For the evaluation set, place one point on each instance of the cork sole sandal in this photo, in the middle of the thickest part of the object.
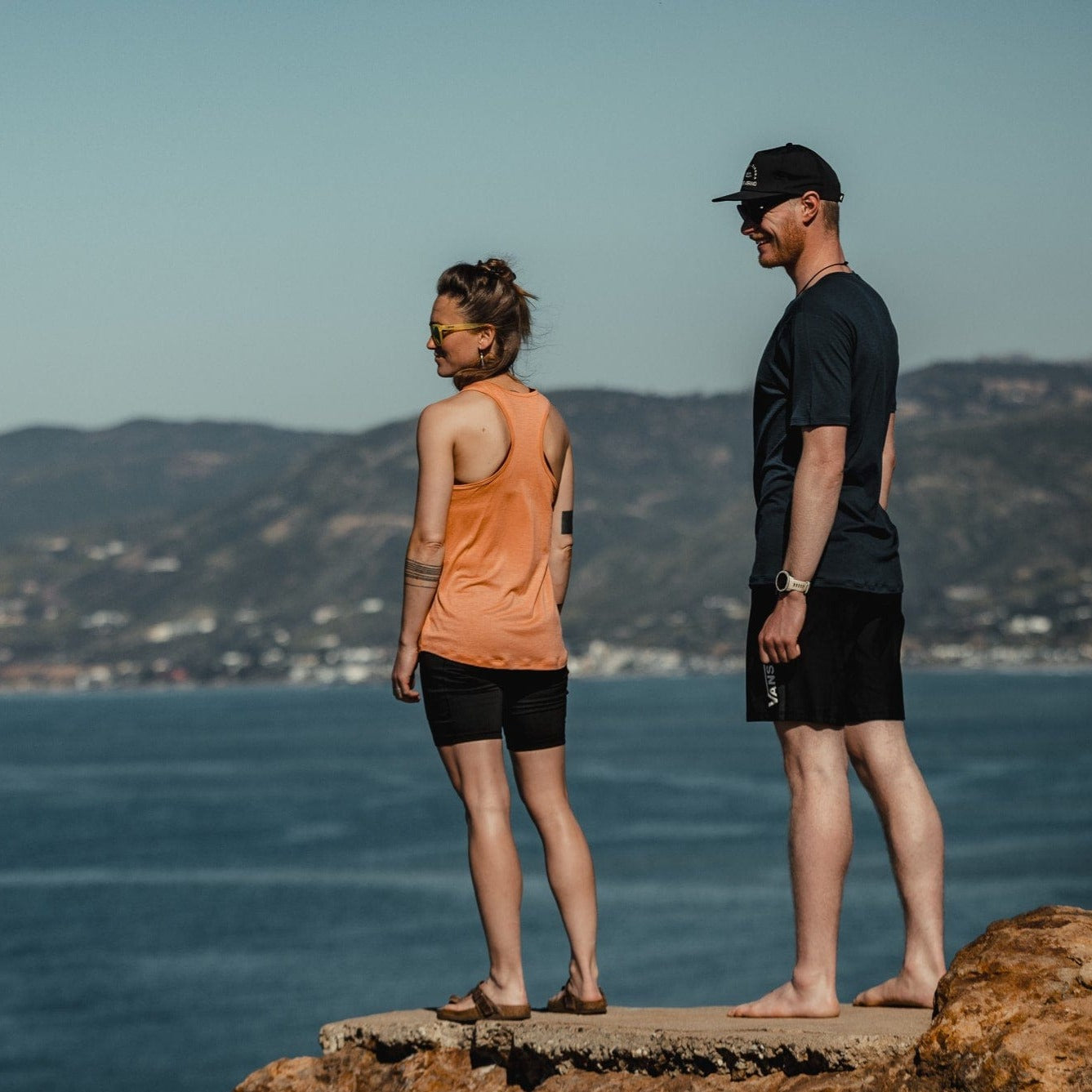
(576, 1006)
(483, 1010)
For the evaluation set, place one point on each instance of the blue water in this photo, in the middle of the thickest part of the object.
(191, 884)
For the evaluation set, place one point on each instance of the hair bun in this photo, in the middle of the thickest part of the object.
(499, 269)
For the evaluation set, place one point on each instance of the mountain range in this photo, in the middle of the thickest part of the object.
(206, 550)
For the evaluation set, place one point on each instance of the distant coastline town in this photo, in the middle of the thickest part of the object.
(192, 554)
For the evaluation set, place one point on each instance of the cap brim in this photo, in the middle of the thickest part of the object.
(754, 195)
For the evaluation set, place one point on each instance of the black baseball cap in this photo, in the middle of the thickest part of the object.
(788, 171)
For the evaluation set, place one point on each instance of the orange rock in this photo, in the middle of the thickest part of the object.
(1014, 1013)
(1014, 1010)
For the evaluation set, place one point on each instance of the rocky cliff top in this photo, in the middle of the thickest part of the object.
(1014, 1011)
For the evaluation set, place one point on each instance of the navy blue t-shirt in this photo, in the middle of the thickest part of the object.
(832, 359)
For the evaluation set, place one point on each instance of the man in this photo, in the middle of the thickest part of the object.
(826, 624)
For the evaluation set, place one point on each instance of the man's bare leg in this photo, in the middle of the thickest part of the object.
(881, 757)
(820, 842)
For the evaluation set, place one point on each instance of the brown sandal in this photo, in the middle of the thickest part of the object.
(484, 1010)
(577, 1006)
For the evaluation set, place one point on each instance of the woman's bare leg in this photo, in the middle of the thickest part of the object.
(540, 775)
(477, 772)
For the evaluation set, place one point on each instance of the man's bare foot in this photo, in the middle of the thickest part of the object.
(791, 1001)
(906, 991)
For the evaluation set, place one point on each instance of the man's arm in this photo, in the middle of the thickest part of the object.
(815, 502)
(887, 470)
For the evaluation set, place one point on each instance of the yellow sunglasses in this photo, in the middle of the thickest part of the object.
(439, 330)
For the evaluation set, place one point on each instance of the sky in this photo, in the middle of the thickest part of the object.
(238, 211)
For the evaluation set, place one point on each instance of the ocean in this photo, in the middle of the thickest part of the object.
(192, 882)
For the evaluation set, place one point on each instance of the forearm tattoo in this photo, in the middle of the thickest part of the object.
(421, 576)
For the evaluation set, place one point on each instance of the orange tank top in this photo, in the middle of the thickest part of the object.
(495, 604)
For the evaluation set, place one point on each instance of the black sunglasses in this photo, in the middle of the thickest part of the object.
(751, 212)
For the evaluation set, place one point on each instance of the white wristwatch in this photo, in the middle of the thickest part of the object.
(787, 582)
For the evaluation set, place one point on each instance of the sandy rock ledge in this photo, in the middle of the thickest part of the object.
(1014, 1011)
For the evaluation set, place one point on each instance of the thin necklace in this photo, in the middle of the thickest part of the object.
(817, 272)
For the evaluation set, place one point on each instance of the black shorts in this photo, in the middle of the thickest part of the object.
(849, 668)
(464, 702)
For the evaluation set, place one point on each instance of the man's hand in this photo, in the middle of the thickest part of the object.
(778, 642)
(405, 665)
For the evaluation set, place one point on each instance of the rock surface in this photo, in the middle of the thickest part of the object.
(1014, 1011)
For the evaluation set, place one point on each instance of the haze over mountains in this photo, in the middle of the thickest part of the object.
(234, 550)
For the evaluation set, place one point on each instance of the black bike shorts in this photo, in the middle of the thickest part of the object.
(464, 703)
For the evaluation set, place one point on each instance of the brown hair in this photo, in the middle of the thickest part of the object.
(487, 292)
(830, 216)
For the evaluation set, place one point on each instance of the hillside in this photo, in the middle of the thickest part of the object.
(287, 563)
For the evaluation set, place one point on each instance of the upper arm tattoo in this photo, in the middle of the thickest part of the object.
(421, 576)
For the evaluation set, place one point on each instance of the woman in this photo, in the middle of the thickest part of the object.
(486, 571)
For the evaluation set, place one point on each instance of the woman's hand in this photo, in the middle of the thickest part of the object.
(405, 666)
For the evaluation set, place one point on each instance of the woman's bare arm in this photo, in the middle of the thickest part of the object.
(560, 554)
(424, 563)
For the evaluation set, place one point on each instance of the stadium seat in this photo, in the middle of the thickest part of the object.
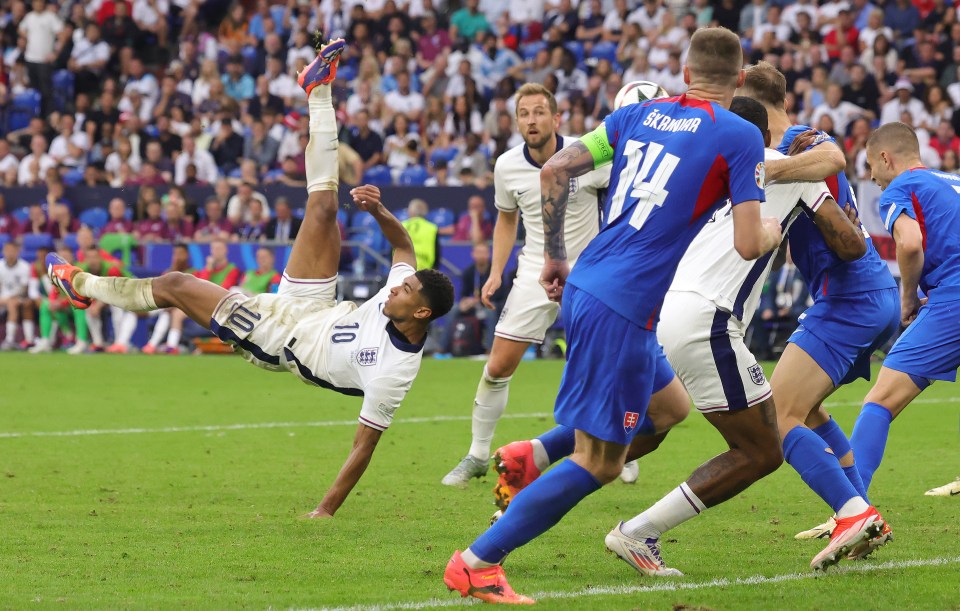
(63, 81)
(530, 49)
(94, 218)
(23, 107)
(34, 241)
(378, 175)
(414, 176)
(605, 50)
(442, 217)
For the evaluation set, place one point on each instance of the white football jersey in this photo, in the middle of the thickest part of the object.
(357, 351)
(516, 178)
(714, 269)
(14, 280)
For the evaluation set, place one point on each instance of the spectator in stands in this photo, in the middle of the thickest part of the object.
(33, 168)
(474, 224)
(214, 226)
(118, 223)
(260, 147)
(904, 102)
(424, 234)
(153, 228)
(227, 148)
(40, 28)
(283, 227)
(202, 161)
(367, 143)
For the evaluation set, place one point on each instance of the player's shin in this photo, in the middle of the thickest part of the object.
(131, 294)
(869, 439)
(541, 505)
(321, 154)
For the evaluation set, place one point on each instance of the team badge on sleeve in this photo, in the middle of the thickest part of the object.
(756, 374)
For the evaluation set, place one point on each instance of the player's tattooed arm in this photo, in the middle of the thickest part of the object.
(364, 443)
(839, 232)
(572, 161)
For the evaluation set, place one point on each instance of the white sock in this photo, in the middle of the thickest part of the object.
(677, 507)
(160, 329)
(322, 164)
(173, 338)
(29, 331)
(540, 457)
(128, 326)
(95, 326)
(854, 506)
(488, 406)
(470, 559)
(131, 294)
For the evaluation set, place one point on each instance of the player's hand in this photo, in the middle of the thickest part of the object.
(801, 142)
(491, 286)
(366, 197)
(554, 277)
(909, 308)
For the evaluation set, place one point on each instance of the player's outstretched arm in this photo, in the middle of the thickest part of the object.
(753, 236)
(825, 159)
(364, 443)
(909, 239)
(840, 232)
(367, 198)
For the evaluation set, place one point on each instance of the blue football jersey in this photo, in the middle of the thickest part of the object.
(824, 271)
(932, 199)
(675, 161)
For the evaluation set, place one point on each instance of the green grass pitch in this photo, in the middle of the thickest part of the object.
(163, 502)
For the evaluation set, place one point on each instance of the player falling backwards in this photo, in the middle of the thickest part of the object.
(372, 351)
(528, 313)
(920, 207)
(705, 314)
(855, 311)
(675, 161)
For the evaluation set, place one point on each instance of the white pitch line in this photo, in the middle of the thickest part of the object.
(667, 585)
(242, 427)
(213, 428)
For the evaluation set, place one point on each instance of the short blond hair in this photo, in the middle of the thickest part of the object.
(531, 89)
(715, 56)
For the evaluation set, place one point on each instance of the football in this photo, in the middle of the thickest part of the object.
(638, 91)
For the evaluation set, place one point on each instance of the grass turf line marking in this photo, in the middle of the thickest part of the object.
(668, 586)
(214, 428)
(241, 427)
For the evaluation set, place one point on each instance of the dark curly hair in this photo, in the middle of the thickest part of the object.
(438, 291)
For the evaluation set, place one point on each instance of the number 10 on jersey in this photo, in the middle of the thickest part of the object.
(636, 179)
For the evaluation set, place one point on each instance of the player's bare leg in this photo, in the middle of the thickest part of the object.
(488, 406)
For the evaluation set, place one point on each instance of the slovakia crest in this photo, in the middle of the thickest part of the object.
(756, 374)
(367, 357)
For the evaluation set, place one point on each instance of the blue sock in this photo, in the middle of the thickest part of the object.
(834, 436)
(558, 442)
(535, 510)
(808, 454)
(869, 439)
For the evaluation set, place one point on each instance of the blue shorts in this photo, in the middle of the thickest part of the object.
(930, 346)
(841, 332)
(613, 368)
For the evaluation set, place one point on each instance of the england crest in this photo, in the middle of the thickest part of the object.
(367, 357)
(756, 374)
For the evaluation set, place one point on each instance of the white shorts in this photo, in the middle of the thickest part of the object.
(705, 348)
(258, 327)
(528, 313)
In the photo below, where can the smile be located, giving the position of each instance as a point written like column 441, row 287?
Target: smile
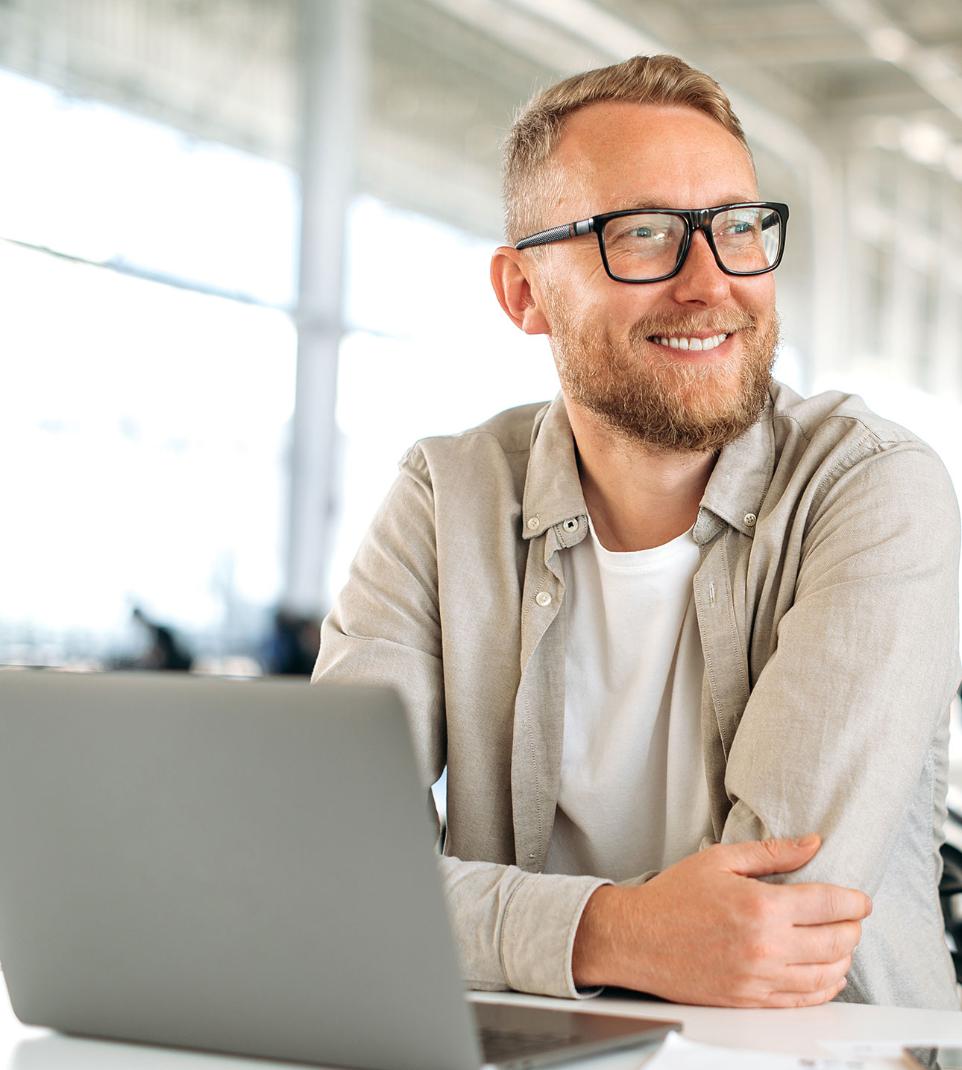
column 690, row 344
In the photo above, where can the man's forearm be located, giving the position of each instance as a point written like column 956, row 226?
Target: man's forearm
column 704, row 931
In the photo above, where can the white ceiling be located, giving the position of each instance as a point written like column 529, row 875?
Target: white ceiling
column 445, row 76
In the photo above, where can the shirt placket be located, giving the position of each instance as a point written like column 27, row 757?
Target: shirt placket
column 539, row 704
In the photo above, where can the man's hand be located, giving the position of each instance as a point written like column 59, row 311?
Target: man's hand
column 704, row 932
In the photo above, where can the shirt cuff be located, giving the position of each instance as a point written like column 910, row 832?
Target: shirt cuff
column 537, row 933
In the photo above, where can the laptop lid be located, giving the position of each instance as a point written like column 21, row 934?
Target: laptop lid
column 234, row 866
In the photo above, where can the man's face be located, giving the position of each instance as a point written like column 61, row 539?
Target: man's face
column 605, row 335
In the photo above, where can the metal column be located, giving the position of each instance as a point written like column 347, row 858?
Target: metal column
column 332, row 55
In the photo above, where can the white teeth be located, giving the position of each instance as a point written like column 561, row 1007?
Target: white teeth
column 692, row 344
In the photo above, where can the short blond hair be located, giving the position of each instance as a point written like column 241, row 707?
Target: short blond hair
column 642, row 79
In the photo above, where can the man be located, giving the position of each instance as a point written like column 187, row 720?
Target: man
column 680, row 630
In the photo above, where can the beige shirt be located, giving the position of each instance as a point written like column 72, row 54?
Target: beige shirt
column 632, row 795
column 827, row 608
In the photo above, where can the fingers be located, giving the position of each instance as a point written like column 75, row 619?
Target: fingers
column 819, row 904
column 764, row 857
column 805, row 998
column 814, row 978
column 821, row 944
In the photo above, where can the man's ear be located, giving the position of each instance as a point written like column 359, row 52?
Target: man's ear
column 513, row 288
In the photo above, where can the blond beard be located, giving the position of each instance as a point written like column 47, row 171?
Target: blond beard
column 669, row 404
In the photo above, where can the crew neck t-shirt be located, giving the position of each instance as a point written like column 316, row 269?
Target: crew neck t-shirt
column 634, row 795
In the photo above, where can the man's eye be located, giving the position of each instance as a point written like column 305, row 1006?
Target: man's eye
column 650, row 233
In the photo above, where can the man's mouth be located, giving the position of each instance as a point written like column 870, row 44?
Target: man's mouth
column 689, row 342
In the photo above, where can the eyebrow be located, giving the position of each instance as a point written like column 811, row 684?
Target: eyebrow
column 650, row 205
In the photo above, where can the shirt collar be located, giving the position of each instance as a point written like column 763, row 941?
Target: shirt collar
column 552, row 490
column 734, row 493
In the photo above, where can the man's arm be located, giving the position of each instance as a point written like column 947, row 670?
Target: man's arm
column 835, row 735
column 838, row 728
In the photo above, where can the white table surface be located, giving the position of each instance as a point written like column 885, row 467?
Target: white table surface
column 795, row 1032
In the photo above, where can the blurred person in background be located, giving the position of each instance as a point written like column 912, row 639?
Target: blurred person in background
column 291, row 647
column 164, row 651
column 684, row 641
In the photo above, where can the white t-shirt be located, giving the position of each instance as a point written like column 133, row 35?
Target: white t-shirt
column 634, row 795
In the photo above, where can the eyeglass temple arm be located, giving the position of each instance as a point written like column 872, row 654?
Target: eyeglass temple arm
column 558, row 233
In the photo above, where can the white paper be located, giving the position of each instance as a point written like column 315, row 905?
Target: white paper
column 677, row 1053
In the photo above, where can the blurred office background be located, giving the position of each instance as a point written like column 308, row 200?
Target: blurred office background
column 243, row 265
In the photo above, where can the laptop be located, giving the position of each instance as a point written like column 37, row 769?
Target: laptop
column 243, row 867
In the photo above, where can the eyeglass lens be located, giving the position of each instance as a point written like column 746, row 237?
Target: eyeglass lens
column 646, row 245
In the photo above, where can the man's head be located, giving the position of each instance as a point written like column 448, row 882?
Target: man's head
column 651, row 132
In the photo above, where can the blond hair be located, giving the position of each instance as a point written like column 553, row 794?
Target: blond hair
column 642, row 79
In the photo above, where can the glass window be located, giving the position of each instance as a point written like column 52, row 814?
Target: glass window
column 143, row 426
column 431, row 352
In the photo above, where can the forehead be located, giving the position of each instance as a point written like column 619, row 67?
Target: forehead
column 613, row 155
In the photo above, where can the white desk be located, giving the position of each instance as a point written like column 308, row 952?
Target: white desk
column 797, row 1032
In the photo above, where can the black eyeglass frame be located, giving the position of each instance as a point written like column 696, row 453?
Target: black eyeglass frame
column 695, row 218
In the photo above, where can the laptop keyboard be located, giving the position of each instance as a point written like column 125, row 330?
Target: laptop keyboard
column 500, row 1045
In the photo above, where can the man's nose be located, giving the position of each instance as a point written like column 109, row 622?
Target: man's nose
column 701, row 281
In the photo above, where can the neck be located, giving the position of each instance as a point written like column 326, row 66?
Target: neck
column 638, row 497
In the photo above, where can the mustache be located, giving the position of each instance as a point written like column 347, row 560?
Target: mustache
column 659, row 326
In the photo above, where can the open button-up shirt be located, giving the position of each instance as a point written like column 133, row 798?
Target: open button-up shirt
column 827, row 609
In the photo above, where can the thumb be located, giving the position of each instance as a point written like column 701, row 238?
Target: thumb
column 762, row 857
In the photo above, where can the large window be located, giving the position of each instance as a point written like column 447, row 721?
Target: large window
column 144, row 414
column 430, row 353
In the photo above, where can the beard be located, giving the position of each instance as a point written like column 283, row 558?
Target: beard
column 668, row 404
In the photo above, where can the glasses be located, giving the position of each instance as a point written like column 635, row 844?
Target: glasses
column 651, row 245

Task brief: Starting from the line containing "In the photo above, where can the mustache", repeat each line through the end of the entries, exactly.

Exercise output:
In the photo above, where can the mustache be located, giving the position of each instance as a point written like column 347, row 560?
Target: mustache
column 659, row 326
In the photo above, where can the open button-up shirt be located, giving the position of each instance as a point written like column 133, row 798?
Target: open button-up shirt
column 827, row 609
In the photo above, where can the thumb be located, giving the position of each instance as a point written like column 701, row 238?
Target: thumb
column 762, row 857
In the photo above, where can the large window be located, giving the position of each instance as a point written like column 447, row 721?
Target: large window
column 144, row 414
column 430, row 353
In the photo above, where can the beard be located, giving the position of each instance as a point written like column 283, row 558?
Target: beard
column 668, row 404
In the photo above, where can the glasses be located, giving the position of each instance as a point written like column 635, row 844?
Target: glasses
column 651, row 245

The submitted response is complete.